Go to the line containing "Identify the man with beard" in the records below. Repeat it and the lines after it exactly, all the way to the end.
· · · · · · ·
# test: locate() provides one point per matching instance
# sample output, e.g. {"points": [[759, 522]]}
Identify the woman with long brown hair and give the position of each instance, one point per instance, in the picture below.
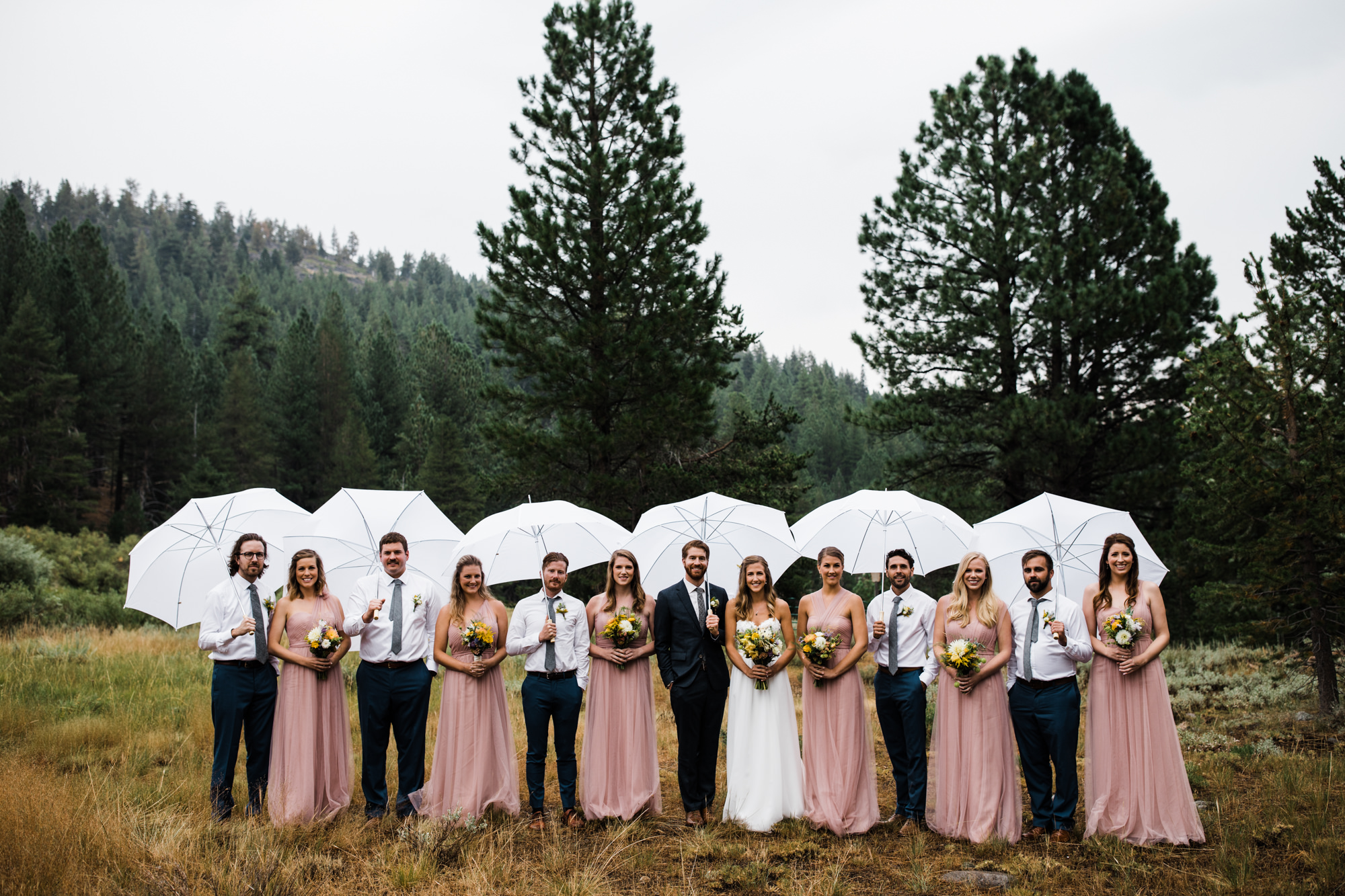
{"points": [[475, 767], [1135, 775], [619, 767], [973, 776], [311, 751], [765, 771]]}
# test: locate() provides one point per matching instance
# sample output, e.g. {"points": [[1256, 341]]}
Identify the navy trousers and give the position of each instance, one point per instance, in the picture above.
{"points": [[1047, 727], [900, 701], [243, 701], [396, 698], [547, 704]]}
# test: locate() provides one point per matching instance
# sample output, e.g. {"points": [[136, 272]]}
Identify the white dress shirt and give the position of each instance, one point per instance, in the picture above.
{"points": [[419, 618], [227, 606], [1050, 659], [571, 635], [915, 633]]}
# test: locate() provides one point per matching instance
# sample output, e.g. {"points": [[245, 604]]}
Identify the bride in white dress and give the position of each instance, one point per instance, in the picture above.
{"points": [[765, 771]]}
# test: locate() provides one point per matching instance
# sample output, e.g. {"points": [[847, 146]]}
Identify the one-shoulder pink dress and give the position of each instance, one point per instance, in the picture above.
{"points": [[475, 766], [840, 786], [1136, 783], [973, 775], [311, 754], [619, 767]]}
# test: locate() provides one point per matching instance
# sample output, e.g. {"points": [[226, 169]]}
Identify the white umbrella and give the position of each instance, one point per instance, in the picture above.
{"points": [[174, 565], [348, 529], [513, 542], [870, 524], [734, 529], [1071, 532]]}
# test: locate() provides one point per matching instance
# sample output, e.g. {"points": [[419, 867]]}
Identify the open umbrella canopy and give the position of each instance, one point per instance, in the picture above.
{"points": [[348, 529], [734, 529], [174, 565], [513, 542], [870, 524], [1071, 532]]}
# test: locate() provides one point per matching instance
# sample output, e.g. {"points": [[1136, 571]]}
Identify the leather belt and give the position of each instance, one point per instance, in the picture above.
{"points": [[392, 663], [1036, 684], [551, 676]]}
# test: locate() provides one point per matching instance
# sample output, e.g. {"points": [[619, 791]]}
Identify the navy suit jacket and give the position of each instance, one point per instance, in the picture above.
{"points": [[681, 642]]}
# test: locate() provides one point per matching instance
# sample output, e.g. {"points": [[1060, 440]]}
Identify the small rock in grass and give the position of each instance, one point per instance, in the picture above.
{"points": [[985, 880]]}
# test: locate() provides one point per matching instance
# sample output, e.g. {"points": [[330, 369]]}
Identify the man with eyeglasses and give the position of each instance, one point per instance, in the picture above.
{"points": [[243, 685]]}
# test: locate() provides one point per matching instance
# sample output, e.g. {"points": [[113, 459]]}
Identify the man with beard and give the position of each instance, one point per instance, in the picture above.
{"points": [[1050, 638]]}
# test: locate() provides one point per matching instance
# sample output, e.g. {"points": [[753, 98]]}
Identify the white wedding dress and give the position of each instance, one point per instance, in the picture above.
{"points": [[765, 770]]}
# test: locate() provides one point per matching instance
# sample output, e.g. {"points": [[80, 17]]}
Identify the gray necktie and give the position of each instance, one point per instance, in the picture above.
{"points": [[551, 646], [396, 615], [1034, 627], [892, 637], [260, 631]]}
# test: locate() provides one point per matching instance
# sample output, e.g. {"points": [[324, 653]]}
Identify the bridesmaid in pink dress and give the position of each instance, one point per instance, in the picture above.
{"points": [[475, 766], [1135, 776], [619, 767], [310, 751], [974, 779], [840, 786]]}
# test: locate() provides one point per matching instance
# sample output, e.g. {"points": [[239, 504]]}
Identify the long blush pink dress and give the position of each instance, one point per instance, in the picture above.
· · · · · · ·
**Expected output**
Identify the man with beard and give the position of each instance, one point per instance, in the picture above.
{"points": [[1050, 638]]}
# test: locate() provides one point per matching instance
# sample output, e.g. {"points": [[753, 98]]}
Identify the white wedding dress and give the position of each instance, one point per instance, in the picture above.
{"points": [[765, 770]]}
# test: locate() provides one point per matching instance
# sample output, e.g. {"points": [[80, 17]]}
Identify the gray necktie and give the position of each instance, one point per instance, in the picture above.
{"points": [[551, 646], [396, 615], [1034, 627], [892, 637], [260, 631]]}
# test: locate() provides one point per matching instance
# sample output, e.g. {"points": [[324, 653]]}
Identify the bridesmaid in pink dress and give the position of each instance, one point per instance, in the picture above.
{"points": [[475, 766], [1135, 776], [619, 767], [310, 751], [974, 779], [840, 786]]}
# test: locate() provides one point per matching instance
# sample output, e.g. {"points": [[239, 504]]}
Identify the long blush pink dress and give the position of each instance, one point per instance, in the picture above.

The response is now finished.